Work task =>
Scan the listing below for "Coordinates", then report every line that has it.

Dataset records START

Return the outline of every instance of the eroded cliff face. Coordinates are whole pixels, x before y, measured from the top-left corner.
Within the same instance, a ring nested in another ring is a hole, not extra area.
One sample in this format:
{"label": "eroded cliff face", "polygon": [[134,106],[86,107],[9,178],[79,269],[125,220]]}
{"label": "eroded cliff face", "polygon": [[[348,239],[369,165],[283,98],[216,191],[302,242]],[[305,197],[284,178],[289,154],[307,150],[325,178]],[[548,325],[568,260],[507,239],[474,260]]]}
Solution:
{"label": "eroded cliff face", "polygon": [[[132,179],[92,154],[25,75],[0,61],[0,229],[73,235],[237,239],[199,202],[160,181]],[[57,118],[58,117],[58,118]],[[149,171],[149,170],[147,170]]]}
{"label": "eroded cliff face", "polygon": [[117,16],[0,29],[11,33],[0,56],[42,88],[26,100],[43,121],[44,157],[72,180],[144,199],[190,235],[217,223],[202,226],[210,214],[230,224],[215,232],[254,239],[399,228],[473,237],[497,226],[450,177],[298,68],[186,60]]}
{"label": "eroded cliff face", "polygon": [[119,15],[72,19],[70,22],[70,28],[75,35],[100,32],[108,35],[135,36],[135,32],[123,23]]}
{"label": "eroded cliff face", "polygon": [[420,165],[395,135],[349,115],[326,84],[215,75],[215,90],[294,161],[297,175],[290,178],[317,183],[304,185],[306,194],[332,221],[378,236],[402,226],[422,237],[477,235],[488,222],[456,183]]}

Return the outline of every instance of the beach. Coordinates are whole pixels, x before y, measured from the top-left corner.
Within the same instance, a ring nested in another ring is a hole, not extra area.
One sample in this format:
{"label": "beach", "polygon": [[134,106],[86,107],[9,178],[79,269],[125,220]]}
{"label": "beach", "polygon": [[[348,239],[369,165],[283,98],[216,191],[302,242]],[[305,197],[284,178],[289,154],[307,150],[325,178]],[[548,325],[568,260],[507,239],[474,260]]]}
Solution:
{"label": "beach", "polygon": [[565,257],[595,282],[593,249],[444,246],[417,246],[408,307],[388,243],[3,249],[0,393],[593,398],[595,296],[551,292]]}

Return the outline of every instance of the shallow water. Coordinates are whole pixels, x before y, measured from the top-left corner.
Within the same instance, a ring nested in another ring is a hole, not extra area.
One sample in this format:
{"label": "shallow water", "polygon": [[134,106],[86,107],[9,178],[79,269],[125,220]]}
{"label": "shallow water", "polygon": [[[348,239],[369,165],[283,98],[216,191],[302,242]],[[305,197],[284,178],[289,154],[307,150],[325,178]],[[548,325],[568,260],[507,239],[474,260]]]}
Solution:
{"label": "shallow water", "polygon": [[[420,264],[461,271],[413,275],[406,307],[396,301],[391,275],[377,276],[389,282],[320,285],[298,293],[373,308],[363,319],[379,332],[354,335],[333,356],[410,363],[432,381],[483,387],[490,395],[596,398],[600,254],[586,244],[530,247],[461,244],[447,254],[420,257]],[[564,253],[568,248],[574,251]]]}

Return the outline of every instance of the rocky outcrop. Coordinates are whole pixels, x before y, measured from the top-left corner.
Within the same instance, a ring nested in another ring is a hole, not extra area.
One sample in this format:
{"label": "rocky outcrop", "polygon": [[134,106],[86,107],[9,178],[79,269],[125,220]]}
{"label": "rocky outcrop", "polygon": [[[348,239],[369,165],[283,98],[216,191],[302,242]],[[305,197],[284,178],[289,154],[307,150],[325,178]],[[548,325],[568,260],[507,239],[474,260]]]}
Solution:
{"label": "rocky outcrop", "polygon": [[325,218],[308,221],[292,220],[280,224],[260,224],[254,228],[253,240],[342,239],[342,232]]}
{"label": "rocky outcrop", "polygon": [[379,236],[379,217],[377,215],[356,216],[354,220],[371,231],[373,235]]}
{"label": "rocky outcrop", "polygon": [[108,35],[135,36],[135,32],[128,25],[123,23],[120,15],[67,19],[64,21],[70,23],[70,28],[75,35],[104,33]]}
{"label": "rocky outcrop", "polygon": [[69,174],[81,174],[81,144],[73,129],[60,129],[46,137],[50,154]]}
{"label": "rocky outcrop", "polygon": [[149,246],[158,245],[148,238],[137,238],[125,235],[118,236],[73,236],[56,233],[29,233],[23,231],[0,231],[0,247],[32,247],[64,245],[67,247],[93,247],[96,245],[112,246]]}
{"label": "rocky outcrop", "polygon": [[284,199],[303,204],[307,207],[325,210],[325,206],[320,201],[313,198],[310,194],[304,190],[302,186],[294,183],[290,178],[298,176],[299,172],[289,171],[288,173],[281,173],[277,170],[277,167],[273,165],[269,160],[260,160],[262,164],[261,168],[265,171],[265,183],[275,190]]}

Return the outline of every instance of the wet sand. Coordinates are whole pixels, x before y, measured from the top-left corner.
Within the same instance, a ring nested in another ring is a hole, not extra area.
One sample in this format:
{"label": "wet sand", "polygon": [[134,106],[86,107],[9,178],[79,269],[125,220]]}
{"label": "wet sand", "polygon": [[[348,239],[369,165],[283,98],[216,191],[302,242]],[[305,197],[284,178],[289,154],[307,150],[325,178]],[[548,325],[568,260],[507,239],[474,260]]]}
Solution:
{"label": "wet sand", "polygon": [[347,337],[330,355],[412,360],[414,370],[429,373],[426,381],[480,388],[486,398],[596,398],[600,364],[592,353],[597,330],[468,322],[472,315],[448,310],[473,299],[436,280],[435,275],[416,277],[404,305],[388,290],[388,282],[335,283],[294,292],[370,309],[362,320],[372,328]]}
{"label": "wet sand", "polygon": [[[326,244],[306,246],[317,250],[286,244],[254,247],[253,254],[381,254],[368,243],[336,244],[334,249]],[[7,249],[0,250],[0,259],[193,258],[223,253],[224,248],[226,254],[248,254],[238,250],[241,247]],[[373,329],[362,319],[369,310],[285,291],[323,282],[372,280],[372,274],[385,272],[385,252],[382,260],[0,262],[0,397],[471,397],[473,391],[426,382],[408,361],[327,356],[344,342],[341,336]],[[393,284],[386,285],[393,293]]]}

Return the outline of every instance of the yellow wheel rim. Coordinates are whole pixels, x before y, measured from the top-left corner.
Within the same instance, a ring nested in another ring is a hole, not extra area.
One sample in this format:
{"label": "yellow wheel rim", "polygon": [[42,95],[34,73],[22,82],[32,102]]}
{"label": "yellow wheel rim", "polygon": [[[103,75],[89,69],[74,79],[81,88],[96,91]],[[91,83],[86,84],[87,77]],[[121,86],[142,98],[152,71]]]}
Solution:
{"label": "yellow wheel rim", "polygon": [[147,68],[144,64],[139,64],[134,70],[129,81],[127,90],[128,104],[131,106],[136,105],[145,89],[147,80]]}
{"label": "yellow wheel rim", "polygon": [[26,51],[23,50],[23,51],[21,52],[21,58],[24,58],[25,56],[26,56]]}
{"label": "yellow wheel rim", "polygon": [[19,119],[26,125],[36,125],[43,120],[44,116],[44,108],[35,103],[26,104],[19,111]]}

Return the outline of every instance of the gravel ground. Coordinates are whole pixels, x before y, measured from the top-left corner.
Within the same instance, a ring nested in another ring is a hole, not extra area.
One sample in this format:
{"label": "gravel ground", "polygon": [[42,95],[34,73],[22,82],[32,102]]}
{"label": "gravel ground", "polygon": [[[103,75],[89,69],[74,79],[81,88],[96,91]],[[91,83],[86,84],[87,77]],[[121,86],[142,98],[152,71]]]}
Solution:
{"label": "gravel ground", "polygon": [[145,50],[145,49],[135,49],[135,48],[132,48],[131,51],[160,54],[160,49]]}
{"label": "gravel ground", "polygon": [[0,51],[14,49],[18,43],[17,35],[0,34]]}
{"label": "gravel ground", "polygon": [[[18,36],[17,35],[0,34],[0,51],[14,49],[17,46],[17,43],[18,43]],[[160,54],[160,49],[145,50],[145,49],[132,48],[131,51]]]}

Dataset records END

Answer space =>
Return the outline of every instance of the eroded cliff face. Coordinates are whole pixels, x before y, measured from the top-left corner.
Return the outline of every instance of the beach. Coordinates are whole pixels, x before y, measured from the top-left corner.
Return the outline of every instance of the shallow water. Coordinates are whole pixels, x before y, measured from the top-left corner.
Return the outline of every instance of the rocky outcrop. Coordinates are whole pixels, x before y, measured from the top-left corner.
Return the outline of every instance of the wet sand. Coordinates are whole pixels, x before y, measured from the top-left corner.
Return the outline of every instance of the yellow wheel rim. Coordinates are whole pixels, x before y, measured from the top-left corner.
Return the outline of every instance of the gravel ground. Coordinates are whole pixels, x before y, measured from the top-left corner.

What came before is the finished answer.